##### FRAGMENTO DE TEXTO

La reflexión sobre la relación entre identidad y trabajo en el
contexto de un mercado laboral profundamente transformado no puede hacerse sin
considerar los cambios socioculturales que caracterizan al mundo contemporáneo.
En este sentido, dicha reflexión exige, a nuestro juicio, atender a lo
que diversos autores han denominado como “la radicalización del
proceso de individualización”, en tanto aspecto relevante de las
transformaciones vividas en nuestras sociedades.

La individualización, entendida como el proceso mediante el cual las
personas incrementan su autonomía y asumen la tarea de construir reflexivamente
su identidad y dar forma a sus biografías, es uno de los rasgos definitorios
del horizonte sociocultural de la modernidad. Los procesos de individualización
y el ideal de autonomía individual han sido posibles y se han desarrollado
sólo en el interior de esa particular condición de la historia
que denominamos modernidad (Casullo).

##########

## TAREA ASIGNADA
Copia palabra por palabra, del texto sobre identidad y trabajo, todo lo que va desde "En este sentido, dicha" hasta "denominamos modernidad (Casullo).".

##### DATOS PROPORCIONADOS

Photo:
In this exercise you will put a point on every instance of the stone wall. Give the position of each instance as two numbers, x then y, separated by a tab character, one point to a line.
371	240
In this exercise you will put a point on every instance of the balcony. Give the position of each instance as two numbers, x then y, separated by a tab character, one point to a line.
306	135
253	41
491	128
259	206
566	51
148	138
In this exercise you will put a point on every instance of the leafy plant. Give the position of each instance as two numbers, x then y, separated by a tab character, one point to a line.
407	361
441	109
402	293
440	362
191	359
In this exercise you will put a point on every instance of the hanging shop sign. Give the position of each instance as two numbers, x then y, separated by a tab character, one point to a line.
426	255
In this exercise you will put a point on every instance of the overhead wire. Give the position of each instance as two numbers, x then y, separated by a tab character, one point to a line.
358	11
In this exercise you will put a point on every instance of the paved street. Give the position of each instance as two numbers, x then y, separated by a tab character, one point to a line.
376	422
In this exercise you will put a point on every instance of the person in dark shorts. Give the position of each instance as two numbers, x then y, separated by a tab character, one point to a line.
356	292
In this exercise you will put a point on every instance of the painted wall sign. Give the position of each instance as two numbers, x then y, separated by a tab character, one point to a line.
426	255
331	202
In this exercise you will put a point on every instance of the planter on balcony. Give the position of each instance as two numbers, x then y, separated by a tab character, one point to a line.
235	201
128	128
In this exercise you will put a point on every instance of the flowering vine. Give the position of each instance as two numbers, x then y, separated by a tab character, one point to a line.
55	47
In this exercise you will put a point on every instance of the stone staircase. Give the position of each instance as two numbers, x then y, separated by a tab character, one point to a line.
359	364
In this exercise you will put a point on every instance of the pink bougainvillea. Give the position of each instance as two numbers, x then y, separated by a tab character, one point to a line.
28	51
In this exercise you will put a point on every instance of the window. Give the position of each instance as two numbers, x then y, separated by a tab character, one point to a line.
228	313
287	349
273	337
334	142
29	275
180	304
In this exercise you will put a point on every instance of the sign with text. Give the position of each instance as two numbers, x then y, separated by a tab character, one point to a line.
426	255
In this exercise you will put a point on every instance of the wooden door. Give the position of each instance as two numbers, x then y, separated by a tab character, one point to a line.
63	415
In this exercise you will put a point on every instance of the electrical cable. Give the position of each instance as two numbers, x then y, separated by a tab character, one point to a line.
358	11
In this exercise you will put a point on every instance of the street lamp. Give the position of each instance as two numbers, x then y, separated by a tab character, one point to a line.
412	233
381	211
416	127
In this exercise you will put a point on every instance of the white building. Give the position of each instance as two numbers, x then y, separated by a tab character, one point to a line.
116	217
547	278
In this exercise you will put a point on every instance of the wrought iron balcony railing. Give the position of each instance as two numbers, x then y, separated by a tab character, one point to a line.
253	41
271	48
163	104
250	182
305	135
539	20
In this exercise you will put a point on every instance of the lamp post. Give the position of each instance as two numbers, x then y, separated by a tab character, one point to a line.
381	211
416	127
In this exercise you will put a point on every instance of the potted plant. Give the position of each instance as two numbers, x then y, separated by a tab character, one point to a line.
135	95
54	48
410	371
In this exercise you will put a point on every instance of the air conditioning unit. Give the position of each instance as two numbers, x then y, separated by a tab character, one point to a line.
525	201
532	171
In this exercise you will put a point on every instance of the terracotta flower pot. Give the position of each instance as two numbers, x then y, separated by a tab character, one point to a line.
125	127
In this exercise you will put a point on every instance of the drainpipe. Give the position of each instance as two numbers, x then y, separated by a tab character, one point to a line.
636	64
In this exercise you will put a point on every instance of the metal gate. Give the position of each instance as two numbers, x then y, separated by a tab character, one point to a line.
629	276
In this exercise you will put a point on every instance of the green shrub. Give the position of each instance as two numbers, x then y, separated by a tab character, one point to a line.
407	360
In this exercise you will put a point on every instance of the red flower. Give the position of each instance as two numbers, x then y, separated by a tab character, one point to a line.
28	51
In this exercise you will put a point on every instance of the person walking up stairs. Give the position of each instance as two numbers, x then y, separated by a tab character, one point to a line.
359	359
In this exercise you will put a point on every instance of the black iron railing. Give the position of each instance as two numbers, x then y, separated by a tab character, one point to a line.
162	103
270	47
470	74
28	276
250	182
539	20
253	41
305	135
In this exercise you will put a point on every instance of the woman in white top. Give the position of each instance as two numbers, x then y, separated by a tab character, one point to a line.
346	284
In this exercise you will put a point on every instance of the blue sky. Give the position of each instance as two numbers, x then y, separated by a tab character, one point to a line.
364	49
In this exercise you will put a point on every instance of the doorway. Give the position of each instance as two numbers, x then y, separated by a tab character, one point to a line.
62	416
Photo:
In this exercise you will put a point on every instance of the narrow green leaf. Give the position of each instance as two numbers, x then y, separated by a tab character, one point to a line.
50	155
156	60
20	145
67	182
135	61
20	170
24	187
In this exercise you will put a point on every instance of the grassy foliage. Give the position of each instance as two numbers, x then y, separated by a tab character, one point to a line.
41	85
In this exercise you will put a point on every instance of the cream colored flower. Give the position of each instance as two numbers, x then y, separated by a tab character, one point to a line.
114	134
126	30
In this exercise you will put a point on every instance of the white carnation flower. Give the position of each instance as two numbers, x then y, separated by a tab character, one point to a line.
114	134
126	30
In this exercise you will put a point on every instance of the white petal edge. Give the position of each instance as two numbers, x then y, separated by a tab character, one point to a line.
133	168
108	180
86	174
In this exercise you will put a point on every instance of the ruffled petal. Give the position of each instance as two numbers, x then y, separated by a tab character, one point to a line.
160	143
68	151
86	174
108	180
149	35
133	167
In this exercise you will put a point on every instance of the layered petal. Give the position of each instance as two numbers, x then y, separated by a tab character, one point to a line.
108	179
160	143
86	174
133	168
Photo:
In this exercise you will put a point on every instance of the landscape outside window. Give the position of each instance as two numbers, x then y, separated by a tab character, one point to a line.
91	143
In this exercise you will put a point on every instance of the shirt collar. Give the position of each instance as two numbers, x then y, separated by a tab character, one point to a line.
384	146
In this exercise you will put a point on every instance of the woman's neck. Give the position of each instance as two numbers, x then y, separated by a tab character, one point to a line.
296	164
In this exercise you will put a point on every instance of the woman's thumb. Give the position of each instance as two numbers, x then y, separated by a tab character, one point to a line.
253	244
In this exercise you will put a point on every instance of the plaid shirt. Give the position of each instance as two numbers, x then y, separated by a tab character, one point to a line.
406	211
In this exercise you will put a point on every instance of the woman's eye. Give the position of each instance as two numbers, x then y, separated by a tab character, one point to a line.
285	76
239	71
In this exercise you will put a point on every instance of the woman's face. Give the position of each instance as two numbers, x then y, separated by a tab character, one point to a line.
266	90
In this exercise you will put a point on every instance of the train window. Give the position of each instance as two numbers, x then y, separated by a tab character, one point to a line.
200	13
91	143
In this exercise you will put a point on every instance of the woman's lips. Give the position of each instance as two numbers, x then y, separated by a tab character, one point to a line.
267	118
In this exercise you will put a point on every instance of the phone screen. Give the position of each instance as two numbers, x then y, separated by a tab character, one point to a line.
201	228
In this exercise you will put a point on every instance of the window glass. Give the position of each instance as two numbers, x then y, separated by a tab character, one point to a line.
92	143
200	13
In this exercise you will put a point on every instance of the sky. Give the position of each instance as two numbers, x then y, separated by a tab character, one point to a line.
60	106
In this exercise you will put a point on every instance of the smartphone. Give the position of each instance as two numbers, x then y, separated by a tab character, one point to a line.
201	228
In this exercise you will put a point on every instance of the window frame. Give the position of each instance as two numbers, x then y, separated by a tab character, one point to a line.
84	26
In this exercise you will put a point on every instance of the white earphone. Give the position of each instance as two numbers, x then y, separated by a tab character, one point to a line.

##########

## RESPUESTA FINAL
En este sentido, dicha reflexión exige, a nuestro juicio, atender a lo
que diversos autores han denominado como “la radicalización del
proceso de individualización”, en tanto aspecto relevante de las
transformaciones vividas en nuestras sociedades.

La individualización, entendida como el proceso mediante el cual las
personas incrementan su autonomía y asumen la tarea de construir reflexivamente
su identidad y dar forma a sus biografías, es uno de los rasgos definitorios
del horizonte sociocultural de la modernidad. Los procesos de individualización
y el ideal de autonomía individual han sido posibles y se han desarrollado
sólo en el interior de esa particular condición de la historia
que denominamos modernidad (Casullo).